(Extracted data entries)
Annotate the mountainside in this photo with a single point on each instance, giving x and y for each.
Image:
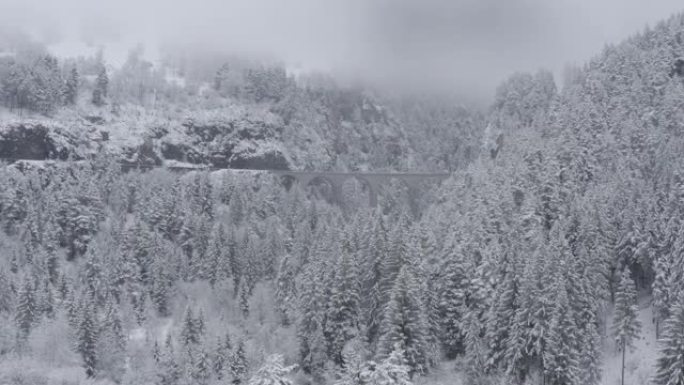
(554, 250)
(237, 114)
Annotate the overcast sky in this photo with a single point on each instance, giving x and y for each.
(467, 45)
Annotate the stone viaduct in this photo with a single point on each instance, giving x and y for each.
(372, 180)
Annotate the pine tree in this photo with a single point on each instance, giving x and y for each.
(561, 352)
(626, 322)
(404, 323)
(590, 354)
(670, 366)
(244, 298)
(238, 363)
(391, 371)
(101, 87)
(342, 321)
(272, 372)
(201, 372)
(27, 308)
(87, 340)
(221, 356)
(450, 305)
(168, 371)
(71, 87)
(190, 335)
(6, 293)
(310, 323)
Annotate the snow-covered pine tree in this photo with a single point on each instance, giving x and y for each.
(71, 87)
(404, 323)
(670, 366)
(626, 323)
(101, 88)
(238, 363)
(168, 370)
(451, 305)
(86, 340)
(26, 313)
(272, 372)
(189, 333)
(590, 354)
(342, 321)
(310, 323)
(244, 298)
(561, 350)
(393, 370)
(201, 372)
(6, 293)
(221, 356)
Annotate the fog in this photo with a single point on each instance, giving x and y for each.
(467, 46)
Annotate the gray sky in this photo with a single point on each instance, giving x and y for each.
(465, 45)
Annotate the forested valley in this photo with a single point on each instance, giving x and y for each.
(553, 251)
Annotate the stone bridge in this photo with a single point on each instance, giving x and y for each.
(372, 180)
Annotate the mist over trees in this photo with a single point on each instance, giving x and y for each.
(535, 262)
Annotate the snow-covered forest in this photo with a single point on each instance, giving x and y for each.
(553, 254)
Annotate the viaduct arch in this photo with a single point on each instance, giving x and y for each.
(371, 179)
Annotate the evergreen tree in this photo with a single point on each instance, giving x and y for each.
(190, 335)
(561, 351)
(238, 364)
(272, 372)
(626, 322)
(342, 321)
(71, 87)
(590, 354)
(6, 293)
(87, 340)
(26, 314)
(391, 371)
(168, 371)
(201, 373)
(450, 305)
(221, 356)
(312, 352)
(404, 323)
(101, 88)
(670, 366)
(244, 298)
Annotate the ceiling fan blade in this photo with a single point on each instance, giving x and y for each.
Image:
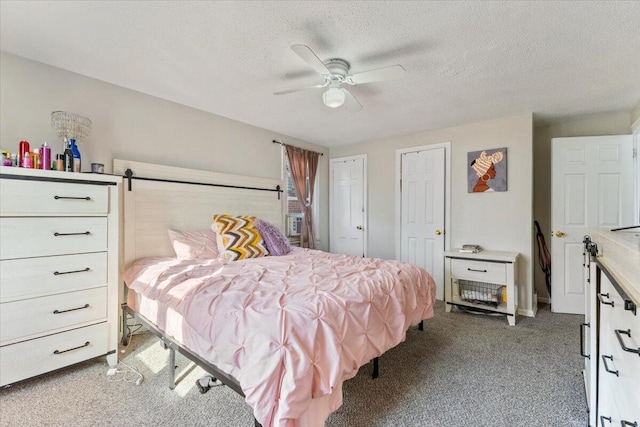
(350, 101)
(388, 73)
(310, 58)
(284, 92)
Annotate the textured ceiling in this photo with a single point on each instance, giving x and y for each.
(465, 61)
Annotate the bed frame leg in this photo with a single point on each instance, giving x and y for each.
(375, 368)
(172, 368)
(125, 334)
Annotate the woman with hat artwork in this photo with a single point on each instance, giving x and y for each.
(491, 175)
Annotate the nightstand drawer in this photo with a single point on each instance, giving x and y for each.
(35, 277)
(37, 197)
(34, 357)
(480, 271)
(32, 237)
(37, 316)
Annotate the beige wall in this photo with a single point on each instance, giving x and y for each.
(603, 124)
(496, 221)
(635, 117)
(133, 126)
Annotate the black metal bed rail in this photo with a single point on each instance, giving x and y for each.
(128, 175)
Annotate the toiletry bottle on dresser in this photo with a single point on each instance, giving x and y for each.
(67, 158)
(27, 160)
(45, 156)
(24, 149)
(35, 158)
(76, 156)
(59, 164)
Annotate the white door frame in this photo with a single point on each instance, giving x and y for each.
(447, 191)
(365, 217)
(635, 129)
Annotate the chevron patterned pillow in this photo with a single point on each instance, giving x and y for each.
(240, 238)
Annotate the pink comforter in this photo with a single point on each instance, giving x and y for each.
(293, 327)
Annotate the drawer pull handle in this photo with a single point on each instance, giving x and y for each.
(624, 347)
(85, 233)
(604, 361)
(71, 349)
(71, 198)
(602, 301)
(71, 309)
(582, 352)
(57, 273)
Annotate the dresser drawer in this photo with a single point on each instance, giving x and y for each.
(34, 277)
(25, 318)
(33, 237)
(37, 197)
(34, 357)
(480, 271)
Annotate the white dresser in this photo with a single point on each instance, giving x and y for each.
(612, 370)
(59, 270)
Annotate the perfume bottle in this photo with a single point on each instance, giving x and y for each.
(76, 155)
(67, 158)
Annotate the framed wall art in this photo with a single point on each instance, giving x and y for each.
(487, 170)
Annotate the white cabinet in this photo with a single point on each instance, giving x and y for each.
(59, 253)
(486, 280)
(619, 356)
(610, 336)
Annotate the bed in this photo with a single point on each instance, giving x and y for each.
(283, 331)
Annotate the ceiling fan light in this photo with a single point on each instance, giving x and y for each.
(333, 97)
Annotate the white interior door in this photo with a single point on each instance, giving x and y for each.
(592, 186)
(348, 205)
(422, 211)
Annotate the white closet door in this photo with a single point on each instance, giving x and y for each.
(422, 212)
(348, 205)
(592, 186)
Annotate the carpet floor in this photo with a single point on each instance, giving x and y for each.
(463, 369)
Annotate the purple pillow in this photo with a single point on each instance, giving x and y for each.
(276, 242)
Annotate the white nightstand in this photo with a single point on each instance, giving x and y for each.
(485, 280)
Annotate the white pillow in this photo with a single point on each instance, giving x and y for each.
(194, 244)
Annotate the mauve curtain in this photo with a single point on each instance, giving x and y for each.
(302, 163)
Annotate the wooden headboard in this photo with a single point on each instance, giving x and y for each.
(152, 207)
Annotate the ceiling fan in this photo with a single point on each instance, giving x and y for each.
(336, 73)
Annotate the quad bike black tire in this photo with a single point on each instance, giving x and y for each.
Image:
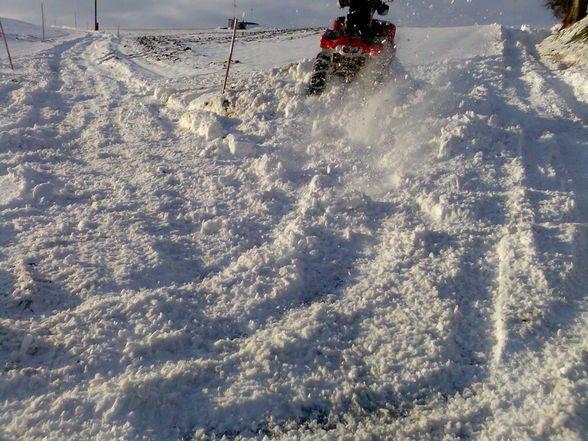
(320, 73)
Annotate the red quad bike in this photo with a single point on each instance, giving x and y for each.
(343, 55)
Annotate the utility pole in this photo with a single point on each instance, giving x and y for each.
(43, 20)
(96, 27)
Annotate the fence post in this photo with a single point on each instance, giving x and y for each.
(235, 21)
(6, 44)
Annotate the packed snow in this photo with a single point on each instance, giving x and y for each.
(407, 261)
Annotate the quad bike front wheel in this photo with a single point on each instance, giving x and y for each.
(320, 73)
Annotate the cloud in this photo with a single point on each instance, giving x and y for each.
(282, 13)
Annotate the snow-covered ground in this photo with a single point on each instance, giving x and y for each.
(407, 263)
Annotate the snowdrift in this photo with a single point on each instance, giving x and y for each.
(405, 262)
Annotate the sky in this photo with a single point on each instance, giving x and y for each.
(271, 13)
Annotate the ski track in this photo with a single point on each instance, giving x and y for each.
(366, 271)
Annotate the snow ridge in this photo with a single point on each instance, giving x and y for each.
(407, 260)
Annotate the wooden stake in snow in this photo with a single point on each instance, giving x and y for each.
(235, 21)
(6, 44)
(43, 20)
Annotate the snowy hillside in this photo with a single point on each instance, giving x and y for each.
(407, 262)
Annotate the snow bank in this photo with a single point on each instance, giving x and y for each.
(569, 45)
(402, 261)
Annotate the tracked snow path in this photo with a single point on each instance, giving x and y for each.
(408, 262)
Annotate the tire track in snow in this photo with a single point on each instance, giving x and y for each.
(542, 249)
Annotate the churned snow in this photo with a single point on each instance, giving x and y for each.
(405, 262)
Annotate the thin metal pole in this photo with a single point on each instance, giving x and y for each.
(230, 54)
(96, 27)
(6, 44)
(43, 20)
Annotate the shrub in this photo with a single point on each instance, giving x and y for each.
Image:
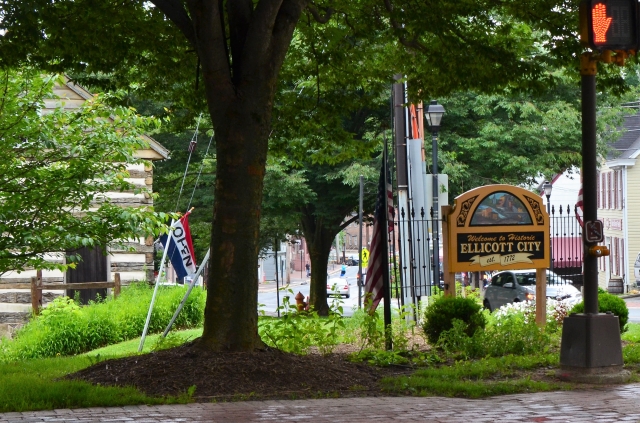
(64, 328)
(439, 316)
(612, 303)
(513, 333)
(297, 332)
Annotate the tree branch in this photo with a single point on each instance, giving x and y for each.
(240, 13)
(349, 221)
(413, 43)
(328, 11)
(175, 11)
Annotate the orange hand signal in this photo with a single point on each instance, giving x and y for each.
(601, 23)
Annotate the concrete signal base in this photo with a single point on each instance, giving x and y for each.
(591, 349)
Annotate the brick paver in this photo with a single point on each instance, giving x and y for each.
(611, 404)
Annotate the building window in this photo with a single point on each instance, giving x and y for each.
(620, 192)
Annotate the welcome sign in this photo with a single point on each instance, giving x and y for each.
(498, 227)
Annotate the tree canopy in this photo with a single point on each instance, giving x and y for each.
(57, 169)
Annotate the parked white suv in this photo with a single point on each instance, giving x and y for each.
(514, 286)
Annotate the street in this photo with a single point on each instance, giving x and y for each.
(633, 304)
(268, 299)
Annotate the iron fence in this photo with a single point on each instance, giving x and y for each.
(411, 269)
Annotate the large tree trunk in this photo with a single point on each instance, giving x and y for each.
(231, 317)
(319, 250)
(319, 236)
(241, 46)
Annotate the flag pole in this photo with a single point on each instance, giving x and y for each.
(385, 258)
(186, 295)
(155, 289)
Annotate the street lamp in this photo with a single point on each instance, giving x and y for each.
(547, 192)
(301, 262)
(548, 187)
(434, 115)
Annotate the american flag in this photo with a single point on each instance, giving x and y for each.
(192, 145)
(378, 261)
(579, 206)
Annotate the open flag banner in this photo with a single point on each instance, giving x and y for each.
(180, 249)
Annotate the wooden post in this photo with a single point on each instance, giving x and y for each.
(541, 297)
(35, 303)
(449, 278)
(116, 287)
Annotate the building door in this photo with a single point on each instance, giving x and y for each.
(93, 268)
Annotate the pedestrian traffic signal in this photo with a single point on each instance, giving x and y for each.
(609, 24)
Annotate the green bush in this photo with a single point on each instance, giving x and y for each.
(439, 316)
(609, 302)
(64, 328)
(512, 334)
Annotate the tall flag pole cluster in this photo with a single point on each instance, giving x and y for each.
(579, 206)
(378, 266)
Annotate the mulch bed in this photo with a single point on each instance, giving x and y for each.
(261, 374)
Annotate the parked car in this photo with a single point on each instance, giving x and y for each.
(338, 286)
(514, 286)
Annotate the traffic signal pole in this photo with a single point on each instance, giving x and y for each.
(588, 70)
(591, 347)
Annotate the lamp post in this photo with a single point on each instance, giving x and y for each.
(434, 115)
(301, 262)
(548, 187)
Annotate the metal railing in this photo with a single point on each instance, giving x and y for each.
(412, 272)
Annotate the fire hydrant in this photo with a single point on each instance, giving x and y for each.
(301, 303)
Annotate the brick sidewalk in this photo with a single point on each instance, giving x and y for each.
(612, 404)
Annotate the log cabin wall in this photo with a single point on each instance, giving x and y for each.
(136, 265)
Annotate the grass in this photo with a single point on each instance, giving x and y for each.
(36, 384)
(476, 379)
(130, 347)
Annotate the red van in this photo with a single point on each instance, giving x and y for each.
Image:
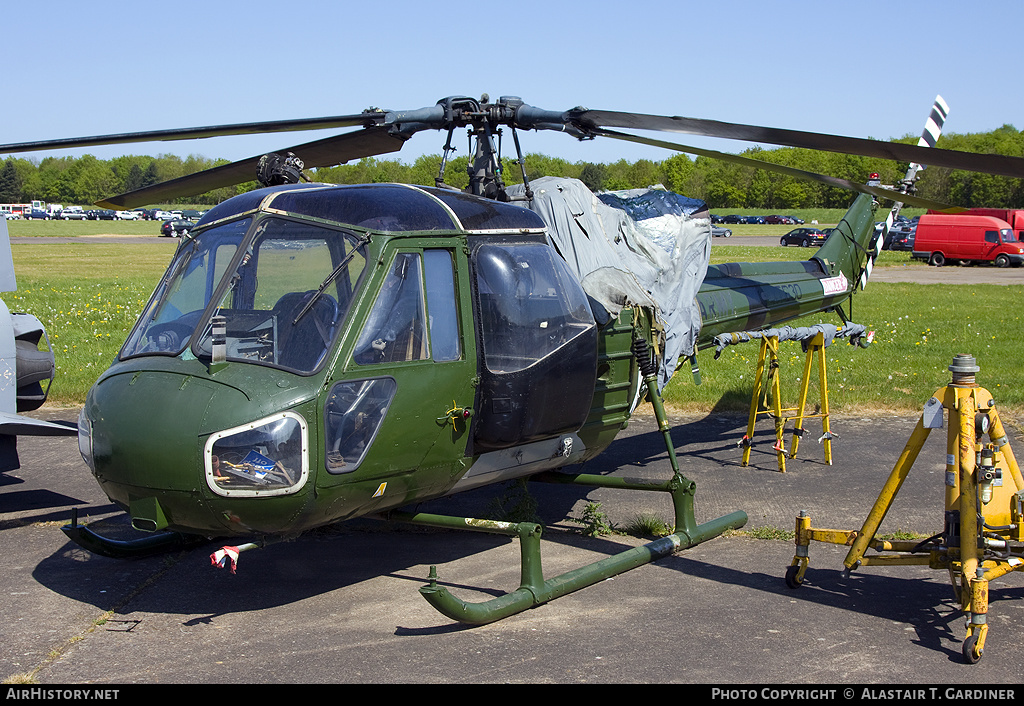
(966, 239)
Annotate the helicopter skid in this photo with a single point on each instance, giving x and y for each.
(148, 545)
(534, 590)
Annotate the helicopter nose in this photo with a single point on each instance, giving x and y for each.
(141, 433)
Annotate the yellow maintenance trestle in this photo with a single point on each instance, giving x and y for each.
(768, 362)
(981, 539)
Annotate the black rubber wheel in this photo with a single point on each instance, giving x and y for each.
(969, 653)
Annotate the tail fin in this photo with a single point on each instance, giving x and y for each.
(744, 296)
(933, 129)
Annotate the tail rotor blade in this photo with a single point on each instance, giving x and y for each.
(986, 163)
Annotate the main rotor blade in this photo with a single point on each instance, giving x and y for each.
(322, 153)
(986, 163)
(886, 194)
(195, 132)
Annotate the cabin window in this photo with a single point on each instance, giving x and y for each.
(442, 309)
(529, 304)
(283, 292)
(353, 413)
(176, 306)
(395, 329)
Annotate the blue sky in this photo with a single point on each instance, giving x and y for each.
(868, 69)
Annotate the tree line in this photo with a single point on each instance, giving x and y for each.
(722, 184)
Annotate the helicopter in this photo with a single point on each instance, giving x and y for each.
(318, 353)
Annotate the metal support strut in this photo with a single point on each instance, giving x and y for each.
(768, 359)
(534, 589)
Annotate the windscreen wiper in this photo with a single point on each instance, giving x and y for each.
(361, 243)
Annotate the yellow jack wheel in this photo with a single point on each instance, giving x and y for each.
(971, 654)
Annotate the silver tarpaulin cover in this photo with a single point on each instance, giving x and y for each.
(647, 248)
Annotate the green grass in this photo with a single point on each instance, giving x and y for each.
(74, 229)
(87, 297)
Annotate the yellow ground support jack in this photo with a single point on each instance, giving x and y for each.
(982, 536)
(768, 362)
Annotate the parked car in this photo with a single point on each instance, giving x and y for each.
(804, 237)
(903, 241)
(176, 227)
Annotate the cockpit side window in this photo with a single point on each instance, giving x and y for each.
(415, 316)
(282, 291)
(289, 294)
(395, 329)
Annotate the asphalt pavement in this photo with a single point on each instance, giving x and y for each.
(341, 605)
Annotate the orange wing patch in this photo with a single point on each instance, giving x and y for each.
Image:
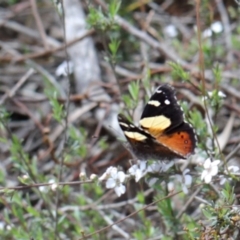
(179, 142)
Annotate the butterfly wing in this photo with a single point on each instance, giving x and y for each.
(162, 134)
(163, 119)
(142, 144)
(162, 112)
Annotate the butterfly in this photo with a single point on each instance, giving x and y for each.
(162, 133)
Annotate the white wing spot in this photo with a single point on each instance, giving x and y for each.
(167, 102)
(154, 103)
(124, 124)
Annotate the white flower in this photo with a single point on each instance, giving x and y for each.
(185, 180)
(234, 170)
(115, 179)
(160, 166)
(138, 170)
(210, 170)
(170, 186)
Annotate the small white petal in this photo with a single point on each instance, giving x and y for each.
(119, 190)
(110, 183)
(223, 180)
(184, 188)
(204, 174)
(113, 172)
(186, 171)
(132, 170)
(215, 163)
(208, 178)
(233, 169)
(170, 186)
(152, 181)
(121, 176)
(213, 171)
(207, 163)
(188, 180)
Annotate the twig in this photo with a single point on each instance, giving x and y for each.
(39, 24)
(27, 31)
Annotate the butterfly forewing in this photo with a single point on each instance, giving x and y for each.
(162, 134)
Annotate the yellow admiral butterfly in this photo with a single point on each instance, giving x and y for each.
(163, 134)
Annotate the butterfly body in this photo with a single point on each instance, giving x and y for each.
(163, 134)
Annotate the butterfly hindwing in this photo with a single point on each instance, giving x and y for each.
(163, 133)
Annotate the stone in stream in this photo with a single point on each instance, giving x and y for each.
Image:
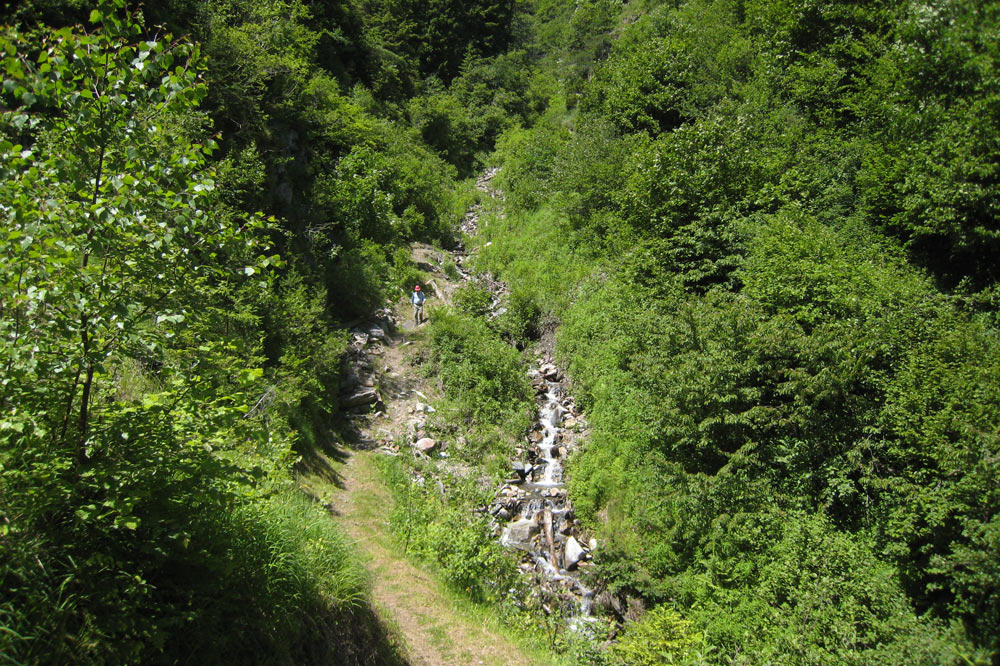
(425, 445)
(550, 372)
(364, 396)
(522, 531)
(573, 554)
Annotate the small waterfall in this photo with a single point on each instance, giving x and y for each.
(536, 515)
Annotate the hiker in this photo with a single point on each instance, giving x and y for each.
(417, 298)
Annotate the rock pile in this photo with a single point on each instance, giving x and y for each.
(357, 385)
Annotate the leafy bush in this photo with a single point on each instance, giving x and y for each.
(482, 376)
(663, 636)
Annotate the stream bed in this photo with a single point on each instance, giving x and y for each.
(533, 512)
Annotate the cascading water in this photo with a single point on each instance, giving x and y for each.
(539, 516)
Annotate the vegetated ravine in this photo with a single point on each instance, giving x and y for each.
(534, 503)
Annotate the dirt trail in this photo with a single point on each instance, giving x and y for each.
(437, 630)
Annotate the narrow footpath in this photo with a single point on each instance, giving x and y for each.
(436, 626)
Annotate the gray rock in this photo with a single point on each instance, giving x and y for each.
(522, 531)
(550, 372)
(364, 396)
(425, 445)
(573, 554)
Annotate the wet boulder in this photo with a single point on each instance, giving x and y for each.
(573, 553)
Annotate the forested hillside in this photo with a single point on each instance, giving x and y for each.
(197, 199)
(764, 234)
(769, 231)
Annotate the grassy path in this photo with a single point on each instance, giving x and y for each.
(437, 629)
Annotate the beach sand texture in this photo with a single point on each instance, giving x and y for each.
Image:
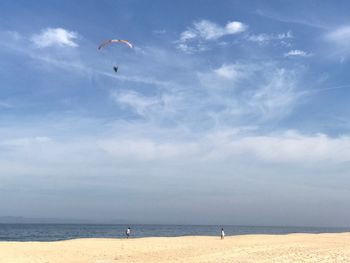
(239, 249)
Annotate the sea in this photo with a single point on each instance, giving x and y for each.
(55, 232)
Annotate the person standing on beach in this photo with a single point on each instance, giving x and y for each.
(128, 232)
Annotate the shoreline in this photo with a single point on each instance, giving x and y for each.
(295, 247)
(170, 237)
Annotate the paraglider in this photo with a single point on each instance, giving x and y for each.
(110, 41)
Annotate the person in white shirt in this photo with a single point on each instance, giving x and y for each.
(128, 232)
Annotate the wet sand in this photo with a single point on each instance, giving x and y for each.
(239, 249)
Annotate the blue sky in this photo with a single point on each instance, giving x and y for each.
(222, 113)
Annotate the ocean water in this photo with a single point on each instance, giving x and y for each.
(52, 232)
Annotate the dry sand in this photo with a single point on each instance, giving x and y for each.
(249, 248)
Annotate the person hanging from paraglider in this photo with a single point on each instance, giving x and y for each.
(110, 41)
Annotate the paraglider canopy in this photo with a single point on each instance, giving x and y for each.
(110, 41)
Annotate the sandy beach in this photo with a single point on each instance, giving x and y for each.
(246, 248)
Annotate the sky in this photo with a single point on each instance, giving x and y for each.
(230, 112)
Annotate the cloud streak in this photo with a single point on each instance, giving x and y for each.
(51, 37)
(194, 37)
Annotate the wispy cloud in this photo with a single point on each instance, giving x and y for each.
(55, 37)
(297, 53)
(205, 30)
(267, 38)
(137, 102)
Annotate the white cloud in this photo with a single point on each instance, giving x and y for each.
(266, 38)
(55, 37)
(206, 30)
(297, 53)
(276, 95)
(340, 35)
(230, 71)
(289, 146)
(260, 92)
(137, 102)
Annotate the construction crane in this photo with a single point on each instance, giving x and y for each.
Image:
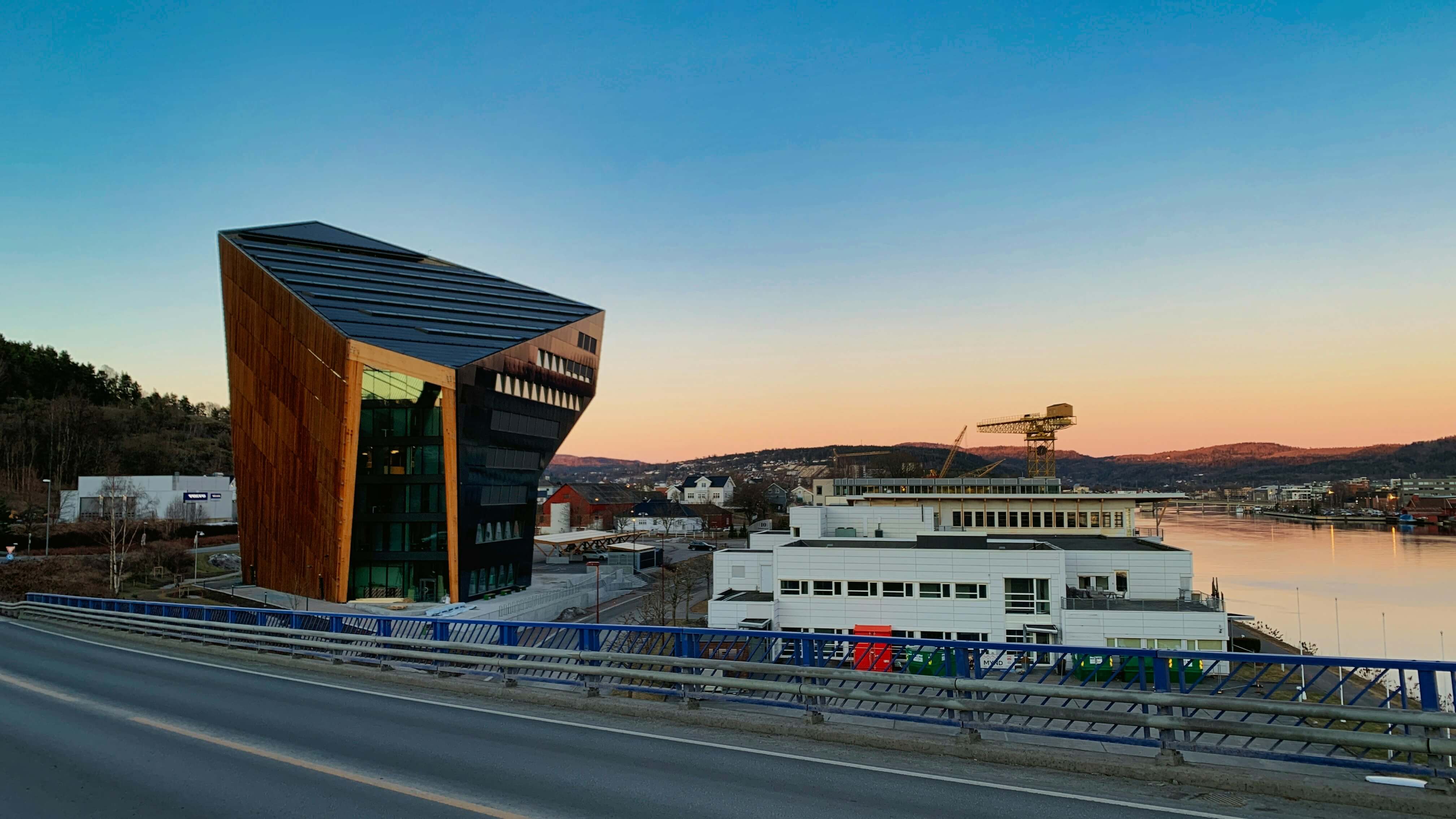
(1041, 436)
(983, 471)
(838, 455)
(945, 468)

> _EXERCISE OBJECTIVE_
Reproduce, word for word, every line from the one that contains "Annotate the dry" to the end of the data, including both ends; omit all pictures.

> _TASK SOLUTION_
Annotate the dry sand in this photo with a single point on each instance, giving x and y for each.
(249, 248)
Annotate the person hanging from paraglider in this photo with a single point on each instance, giving x and y for each.
(110, 41)
Annotate the paraglider canopy in this photo with a single point on each instance, giving x and y for each.
(110, 41)
Annotate the sandy beach in this photo with a single point on each instance, giving x and y for each.
(246, 248)
Annotate the sky in this photo with a single point on each instance, giving x and y for each.
(230, 112)
Annotate the cloud streak in this photo with a single point on each instance, giving x and y for each.
(51, 37)
(194, 37)
Annotate the wispy cloud in this photo with a single point on each instance, giving x and y for each.
(55, 37)
(297, 53)
(205, 30)
(267, 38)
(137, 102)
Annotate the white cloud in this photo with a single point on each instance, giving x and y for each.
(266, 38)
(55, 37)
(206, 30)
(297, 53)
(276, 95)
(340, 35)
(230, 71)
(289, 146)
(260, 92)
(137, 102)
Annotate the construction crane in this photo with a single point on each instance, giving x and y for each.
Image:
(1041, 436)
(983, 471)
(838, 455)
(945, 468)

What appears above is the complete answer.